[Task instructions] The answer must be an exact copy of every entry, with no pictures in it.

(Working data Opens)

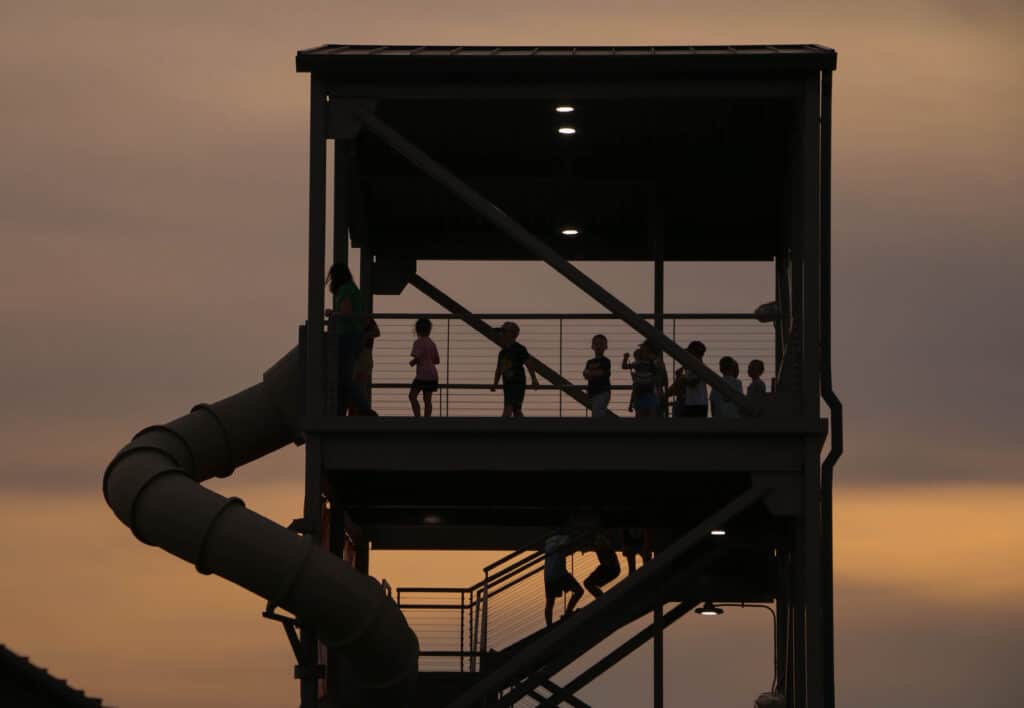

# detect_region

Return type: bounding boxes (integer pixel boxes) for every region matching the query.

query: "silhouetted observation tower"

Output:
[104,44,841,708]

(Working data Closes)

[Final answer]
# detect_region

Return type: bounding boxes (integer pixel boxes) for every region matching the query.

query: "silhouetted observation tower"

Output:
[104,44,841,708]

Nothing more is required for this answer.